──────── STORED DATA ────────

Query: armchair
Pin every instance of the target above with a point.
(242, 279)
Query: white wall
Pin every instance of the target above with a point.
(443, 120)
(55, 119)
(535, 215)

────────

• [WHAT TO DO]: All of the records above are to be set down again exactly.

• [ANSWER TO THIS EXERCISE]:
Query: armchair
Pin every instance of the target above with a point.
(242, 279)
Query: white wall
Pin every instance of the target above with a point.
(443, 120)
(55, 119)
(535, 215)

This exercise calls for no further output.